══ Text segment ══

One of the most cherished practices -- or myths -- of the $2.7 trillion money-market fund industry, that a dollar invested with it is always worth a dollar. That so-called constant net asset value, or NAV, makes money-market funds seem more like bank accounts. But money-market funds aren’t banks -- they’re mutual funds, and as with any mutual fund, a dollar invested buys a share of a pool of assets whose value can fluctuate. The U.S. Securities and Exchange Commission has now gotten rid of fixed $1-a-share values for a wide swath of money-market funds. Additionally, overseers of some funds now have the ability to make it harder for clients to pull their cash in a crisis, by imposing redemption gates and liquidity fees.

2. What funds have to change?

The biggest impact is on institutional prime funds, which focus on buying short-term debt of banks and corporations, known as commercial paper. They have to allow their daily NAV to float to reflect changes in securities prices. So will institutional funds that focus on municipal debt. The idea is that the sophisticated investors who use these funds were the ones who rapidly pulled money out during the 2008 run. Funds with similar investments that cater to retail investors got to keep their fixed share value but are now able to impose gates and fees to slow redemptions in times of crisis.


3. What funds don’t have to change?

Funds that invest solely in U.S. government debt and that of its agencies, or in short-term loans known as repurchase agreements, were exempt from the changes.

4. Why are money-market funds getting these new rules?

═══
══ Stored rows ══

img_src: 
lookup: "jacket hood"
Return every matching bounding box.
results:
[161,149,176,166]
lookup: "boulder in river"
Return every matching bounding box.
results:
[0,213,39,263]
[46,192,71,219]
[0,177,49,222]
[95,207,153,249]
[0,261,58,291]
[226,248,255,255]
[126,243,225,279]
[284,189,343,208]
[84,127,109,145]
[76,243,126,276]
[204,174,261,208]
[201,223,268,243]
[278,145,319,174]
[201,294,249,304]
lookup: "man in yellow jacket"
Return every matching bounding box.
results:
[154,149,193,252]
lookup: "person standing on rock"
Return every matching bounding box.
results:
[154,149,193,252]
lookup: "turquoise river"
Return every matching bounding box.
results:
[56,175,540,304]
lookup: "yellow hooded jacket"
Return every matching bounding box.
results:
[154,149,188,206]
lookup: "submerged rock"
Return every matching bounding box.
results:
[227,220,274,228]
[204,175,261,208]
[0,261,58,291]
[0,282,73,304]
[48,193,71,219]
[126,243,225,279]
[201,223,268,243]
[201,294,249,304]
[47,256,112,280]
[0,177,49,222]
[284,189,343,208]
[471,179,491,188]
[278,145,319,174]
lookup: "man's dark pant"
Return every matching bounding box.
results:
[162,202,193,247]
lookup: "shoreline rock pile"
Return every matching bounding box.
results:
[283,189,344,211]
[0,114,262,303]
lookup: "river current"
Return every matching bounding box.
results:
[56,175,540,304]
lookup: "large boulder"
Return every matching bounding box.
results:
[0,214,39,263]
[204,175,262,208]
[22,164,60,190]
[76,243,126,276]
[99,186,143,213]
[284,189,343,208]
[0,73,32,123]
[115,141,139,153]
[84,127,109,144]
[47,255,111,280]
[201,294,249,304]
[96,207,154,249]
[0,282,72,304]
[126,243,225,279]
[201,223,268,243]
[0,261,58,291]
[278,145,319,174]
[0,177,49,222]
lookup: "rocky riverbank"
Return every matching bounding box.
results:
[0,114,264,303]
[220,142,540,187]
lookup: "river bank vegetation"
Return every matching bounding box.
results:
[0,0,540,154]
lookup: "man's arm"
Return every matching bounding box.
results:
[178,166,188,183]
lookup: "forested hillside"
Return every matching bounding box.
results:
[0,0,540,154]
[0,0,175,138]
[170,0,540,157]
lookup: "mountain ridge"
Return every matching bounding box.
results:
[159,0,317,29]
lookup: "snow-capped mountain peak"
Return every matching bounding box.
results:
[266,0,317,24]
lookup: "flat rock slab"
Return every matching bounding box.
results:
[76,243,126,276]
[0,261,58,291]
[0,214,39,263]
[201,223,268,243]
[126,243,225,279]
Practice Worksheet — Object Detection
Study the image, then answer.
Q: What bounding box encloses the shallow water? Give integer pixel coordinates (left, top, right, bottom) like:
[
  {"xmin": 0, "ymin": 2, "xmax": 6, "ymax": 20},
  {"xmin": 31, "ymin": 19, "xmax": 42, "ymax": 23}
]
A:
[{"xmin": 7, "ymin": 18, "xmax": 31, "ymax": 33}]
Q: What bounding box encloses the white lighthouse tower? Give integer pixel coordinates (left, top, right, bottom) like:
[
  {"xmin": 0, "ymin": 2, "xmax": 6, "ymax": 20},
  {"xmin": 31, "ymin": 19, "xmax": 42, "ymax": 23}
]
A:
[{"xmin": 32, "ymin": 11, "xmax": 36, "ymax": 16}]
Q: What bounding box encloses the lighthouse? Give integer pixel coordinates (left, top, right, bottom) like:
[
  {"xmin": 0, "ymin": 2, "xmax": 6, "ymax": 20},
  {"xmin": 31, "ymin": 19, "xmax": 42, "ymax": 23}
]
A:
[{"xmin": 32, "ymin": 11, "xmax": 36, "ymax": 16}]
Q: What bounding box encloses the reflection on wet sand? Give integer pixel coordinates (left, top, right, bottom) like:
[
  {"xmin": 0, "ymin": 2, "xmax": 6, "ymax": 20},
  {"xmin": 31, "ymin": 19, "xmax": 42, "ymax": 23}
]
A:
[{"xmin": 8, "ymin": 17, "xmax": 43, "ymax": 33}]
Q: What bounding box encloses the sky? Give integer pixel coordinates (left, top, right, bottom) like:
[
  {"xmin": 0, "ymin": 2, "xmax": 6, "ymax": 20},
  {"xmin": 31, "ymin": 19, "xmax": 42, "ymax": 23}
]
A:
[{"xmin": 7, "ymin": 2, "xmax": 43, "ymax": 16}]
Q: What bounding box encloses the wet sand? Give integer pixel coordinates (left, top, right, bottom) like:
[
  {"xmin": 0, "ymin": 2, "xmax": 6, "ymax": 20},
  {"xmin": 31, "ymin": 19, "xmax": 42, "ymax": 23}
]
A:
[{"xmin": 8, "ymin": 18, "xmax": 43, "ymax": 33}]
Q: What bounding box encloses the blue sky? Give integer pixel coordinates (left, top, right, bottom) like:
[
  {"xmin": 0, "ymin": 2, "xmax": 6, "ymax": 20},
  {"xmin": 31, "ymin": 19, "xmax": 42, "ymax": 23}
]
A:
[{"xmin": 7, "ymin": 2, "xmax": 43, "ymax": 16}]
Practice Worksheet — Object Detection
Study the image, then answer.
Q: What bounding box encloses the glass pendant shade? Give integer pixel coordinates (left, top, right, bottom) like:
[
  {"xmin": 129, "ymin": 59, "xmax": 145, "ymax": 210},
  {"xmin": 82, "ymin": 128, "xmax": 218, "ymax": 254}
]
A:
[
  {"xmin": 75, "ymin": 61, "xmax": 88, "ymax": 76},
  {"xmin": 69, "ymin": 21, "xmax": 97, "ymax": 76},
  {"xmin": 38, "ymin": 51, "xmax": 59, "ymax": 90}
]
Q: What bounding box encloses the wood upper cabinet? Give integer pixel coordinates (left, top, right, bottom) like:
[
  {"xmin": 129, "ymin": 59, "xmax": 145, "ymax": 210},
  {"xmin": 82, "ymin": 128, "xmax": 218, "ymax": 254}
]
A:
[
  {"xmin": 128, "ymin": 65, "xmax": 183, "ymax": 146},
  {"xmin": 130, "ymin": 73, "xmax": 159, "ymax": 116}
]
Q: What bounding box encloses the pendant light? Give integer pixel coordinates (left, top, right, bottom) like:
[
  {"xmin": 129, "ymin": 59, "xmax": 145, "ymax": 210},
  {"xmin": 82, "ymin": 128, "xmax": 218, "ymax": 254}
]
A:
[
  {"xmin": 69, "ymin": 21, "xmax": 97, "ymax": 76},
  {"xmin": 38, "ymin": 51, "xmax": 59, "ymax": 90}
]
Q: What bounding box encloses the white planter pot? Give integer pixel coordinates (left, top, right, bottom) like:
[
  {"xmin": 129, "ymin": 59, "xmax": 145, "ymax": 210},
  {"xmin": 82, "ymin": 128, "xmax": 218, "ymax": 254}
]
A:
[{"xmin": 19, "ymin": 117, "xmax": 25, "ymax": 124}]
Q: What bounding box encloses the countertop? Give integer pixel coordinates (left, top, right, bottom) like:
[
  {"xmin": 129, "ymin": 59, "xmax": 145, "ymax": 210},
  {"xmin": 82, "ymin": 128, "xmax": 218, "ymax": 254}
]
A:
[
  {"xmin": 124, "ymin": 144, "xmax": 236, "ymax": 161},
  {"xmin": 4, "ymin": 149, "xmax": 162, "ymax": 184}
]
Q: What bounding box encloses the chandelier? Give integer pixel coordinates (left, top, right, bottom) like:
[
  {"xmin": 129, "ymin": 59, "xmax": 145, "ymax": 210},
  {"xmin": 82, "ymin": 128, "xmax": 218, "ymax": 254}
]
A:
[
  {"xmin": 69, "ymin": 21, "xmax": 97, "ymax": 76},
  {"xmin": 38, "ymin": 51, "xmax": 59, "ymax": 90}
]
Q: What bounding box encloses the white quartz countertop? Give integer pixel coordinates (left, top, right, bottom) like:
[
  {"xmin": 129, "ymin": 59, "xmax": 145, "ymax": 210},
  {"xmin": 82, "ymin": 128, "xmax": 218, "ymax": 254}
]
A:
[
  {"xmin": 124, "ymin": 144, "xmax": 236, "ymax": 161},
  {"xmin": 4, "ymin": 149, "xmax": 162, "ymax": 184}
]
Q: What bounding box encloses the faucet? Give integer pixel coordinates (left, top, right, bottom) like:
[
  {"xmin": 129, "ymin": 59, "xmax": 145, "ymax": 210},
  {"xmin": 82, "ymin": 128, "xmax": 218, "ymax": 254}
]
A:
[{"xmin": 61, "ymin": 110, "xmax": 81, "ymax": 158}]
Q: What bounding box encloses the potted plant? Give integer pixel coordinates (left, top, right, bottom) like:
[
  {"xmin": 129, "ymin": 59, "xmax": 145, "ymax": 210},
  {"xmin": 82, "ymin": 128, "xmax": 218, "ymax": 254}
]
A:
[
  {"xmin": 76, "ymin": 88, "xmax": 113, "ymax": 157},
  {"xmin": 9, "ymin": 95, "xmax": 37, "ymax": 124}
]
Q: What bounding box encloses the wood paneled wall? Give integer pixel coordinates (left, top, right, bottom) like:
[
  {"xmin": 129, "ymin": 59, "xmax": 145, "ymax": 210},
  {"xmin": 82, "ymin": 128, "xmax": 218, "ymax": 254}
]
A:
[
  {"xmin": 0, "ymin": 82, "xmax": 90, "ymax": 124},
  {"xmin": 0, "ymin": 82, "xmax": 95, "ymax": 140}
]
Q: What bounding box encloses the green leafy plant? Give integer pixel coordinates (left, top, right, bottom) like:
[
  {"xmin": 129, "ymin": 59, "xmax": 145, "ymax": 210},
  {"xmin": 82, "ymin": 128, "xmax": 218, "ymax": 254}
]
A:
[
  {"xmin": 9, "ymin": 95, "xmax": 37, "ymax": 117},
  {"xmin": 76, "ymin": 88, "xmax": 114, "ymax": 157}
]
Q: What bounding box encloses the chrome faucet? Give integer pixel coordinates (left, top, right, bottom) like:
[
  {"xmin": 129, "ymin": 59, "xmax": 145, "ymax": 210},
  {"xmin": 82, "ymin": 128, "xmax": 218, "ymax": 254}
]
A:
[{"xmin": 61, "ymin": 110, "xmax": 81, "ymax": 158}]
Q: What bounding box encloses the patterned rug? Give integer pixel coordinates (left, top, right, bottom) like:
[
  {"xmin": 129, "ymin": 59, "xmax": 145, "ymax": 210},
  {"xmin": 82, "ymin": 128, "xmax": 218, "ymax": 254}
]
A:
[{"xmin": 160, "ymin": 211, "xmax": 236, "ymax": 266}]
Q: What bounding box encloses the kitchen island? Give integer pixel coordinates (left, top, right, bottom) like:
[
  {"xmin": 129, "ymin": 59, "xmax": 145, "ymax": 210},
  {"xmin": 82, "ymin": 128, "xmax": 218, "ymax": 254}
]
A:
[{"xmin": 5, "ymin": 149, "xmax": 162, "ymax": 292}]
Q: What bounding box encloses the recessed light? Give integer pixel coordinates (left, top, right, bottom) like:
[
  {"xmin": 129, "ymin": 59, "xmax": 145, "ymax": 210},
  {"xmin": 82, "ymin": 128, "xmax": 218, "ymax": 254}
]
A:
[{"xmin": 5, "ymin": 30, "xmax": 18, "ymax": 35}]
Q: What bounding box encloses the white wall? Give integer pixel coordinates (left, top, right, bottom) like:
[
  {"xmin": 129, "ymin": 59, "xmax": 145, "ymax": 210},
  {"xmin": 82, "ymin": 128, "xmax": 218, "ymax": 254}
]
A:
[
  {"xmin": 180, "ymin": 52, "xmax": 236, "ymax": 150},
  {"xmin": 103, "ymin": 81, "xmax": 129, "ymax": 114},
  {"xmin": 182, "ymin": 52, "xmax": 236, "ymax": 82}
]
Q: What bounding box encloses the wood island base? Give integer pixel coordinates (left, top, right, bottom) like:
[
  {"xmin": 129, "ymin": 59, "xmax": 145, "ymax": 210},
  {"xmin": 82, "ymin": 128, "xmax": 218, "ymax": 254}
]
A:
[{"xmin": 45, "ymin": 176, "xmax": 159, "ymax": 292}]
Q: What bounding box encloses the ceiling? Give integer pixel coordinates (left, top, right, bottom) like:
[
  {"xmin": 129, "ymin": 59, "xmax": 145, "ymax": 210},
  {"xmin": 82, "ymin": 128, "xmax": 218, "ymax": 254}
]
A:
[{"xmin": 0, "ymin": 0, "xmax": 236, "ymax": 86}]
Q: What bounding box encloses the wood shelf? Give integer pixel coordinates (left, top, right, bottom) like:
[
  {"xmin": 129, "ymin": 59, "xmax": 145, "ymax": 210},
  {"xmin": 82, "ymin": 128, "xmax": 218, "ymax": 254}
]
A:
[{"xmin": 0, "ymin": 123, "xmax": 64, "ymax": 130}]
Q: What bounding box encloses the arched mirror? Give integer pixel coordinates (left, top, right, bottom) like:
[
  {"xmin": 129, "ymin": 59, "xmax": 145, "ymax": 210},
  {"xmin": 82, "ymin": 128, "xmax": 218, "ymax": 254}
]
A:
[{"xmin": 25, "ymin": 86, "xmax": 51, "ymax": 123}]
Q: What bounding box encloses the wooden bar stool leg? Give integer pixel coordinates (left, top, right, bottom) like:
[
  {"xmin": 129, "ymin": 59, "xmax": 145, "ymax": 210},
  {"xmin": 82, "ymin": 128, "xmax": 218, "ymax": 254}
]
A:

═══

__Directions for this task__:
Pick up the money-market fund explainer from its last line and write the next part.

__Exercise output__:
In September 2008, as markets teetered, the $62.5 billion Reserve Primary Fund had to “break the buck” -- admit that shares were no longer worth $1 -- when its holdings of debt issued by Lehman Brothers Holdings Inc. lost their value. That triggered panic among investors in other funds, who were abruptly reminded that money-market funds, unlike banks, aren’t backstopped by deposit insurance. They withdrew about $200 billion in about two days, nearly freezing credit markets. The run abated only after the Treasury guaranteed money-fund assets against default and the Federal Reserve bought funds’ securities at face value.

5. How big a difference will a floating share price make?

The change may be more important psychologically than practically. Many fund companies and strategists predict that under normal conditions actual swings below or above a $1 NAV will be small and infrequent. The fund industry bitterly (and successfully) fought an earlier SEC proposal to do away with a fixed NAV altogether, saying that would scare away investors.

6. What’s this doing to markets?

Many fund companies, such as Fidelity Investments, converted prime offerings to government-only ones, so as to maintain the $1-a-share practice. More recently, money poured out of funds affected by the rules. Short-term borrowing got harder and more expensive for banks and corporations. The three-month London interbank offered rate, a gauge of unsecured bank funding costs, rose in October to its highest level since 2009.

The Reference Shelf

  • A QuickTake explainer on how the 2008 financial crisis changed money market funds.
  • An overview of the most sweeping change for U.S. money market funds in over three decades.
  • A story on rising commercial-paper rates.
  • What will Libor do?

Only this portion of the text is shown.